◆ Required actions ◆
1. Duplicate everything in the family reminiscence from "My paternal grandfather" down to "a provincial premier.", keeping every word and mark unchanged.
2. Using the family reminiscence, name every occupation or military rank it attributes to the paternal grandfather.
3. Answer these questions from the family reminiscence:
(a) Around what year did the paternal grandmother graduate from university?
(b) At which battle did the paternal grandfather fight?
(c) Which king knighted the paternal grandfather's father?

Hmmm, I got nothing.

If they weren't dead already, my grandparents were going quickly by the time I arrived. So zero in the heart warming grampa story file. And my father grew up in a wealthy family (although he likes to pretend he didn't but as he's in his nineties I don't argue with him anymore), as did his father. They all had indoor plumbing and electricity.

My paternal grandfather had a car before WWI. Was a lawyer. His wife, my grandmother, graduated from university around 1909. He was a Major, fought at Passchendaele, was shot several times and blown up once. Survived but was pretty frail by the time I came along in the late 1950's. He got into the car business after the war. More interesting than lawyering. His father, knighted by King Edward VII, was a provincial premier (like your governors) and his son was a provincial premier.

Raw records
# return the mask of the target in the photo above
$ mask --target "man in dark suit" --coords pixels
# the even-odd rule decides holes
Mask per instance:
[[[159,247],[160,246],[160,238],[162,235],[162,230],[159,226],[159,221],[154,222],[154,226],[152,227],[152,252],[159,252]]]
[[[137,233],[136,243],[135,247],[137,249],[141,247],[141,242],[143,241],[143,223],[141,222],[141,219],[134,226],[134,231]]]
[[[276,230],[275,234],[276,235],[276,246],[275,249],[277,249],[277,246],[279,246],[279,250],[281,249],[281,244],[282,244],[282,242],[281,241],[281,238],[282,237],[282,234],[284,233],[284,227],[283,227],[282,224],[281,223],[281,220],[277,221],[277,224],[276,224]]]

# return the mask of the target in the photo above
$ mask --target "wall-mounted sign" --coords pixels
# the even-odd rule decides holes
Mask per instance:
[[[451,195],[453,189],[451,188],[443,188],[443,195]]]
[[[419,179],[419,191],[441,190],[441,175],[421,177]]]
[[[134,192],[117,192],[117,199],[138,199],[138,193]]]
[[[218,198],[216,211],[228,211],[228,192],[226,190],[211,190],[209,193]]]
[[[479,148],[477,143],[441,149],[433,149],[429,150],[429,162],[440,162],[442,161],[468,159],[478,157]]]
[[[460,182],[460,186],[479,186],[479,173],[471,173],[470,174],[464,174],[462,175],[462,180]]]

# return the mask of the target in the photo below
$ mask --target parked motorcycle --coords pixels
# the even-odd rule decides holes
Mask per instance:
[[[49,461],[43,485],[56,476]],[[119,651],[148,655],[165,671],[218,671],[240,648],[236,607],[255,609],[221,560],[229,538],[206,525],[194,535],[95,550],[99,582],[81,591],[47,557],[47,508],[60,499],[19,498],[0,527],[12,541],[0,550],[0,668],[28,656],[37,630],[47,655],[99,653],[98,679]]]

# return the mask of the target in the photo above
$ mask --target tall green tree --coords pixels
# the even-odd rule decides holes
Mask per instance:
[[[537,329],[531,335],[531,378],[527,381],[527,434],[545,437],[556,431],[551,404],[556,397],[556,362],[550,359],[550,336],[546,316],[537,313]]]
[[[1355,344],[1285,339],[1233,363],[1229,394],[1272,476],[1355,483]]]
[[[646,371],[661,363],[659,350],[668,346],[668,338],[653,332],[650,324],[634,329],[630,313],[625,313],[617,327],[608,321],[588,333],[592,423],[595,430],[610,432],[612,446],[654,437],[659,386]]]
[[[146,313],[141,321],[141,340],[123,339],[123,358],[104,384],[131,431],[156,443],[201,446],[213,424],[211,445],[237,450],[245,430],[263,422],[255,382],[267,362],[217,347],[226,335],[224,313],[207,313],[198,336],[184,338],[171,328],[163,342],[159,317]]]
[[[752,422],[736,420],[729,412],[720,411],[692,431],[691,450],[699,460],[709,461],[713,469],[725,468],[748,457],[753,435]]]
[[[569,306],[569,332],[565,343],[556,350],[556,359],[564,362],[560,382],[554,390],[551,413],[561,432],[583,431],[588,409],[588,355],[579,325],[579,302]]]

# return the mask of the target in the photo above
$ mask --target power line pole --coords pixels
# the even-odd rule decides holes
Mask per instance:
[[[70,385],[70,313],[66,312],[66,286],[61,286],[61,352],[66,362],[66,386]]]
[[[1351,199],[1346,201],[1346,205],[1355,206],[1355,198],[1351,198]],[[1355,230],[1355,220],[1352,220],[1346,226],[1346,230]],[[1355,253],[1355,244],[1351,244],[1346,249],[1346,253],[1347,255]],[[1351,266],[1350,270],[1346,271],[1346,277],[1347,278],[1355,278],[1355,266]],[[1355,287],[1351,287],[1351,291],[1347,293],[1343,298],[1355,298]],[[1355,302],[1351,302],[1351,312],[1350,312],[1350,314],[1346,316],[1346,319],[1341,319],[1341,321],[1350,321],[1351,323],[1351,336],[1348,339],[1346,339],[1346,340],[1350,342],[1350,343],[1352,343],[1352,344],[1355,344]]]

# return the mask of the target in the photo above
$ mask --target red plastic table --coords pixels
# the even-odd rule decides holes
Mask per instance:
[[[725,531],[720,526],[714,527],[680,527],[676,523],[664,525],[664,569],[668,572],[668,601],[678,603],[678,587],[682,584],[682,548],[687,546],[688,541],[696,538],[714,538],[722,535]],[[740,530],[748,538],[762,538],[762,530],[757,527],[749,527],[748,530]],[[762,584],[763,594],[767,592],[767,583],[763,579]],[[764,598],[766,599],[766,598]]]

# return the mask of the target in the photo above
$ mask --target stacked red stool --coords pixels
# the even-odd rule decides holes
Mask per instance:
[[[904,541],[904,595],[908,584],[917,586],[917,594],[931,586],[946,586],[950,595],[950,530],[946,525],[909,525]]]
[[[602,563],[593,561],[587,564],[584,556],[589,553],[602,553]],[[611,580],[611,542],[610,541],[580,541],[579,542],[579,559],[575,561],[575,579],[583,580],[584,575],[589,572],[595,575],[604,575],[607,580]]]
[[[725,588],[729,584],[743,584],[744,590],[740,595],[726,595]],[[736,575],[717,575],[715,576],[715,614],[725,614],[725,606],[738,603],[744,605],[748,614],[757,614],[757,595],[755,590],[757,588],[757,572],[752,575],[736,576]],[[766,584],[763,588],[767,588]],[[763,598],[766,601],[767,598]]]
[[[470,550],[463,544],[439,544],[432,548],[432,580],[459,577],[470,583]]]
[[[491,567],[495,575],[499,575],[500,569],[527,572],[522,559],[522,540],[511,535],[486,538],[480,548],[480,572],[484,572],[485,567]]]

◆ Answer set ◆
1.
My paternal grandfather had a car before WWI. Was a lawyer. His wife, my grandmother, graduated from university around 1909. He was a Major, fought at Passchendaele, was shot several times and blown up once. Survived but was pretty frail by the time I came along in the late 1950's. He got into the car business after the war. More interesting than lawyering. His father, knighted by King Edward VII, was a provincial premier (like your governors) and his son was a provincial premier.

2.
- Lawyer
- Major
- The car business, which he entered after the war

3.
(a) Around 1909.
(b) Passchendaele.
(c) King Edward VII.